== Raw records ==

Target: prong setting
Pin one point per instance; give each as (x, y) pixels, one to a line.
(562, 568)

===
== Raw records ==

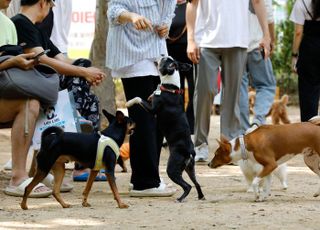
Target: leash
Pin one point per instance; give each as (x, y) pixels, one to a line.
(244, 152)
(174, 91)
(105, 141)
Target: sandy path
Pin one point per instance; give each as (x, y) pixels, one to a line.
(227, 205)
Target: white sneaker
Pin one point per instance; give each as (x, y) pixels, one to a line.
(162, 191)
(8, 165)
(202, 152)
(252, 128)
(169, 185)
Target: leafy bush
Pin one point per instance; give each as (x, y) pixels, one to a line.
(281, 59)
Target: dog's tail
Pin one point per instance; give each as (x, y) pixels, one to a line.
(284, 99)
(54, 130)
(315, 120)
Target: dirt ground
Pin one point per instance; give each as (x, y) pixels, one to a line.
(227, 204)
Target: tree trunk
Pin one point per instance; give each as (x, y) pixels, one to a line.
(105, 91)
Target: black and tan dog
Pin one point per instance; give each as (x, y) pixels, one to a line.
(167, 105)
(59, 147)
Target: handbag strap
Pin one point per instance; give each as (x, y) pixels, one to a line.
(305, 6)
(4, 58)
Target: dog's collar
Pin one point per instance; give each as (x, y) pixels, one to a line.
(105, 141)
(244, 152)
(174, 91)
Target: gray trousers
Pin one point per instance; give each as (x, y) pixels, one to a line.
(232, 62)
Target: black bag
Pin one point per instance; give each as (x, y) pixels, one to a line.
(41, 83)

===

Which lines in the entries above contain the word "black"? Show every one of them in full, with uppercase and lowercase counted as different.

■ **Final answer**:
Target: black and tan dog
Target: black bag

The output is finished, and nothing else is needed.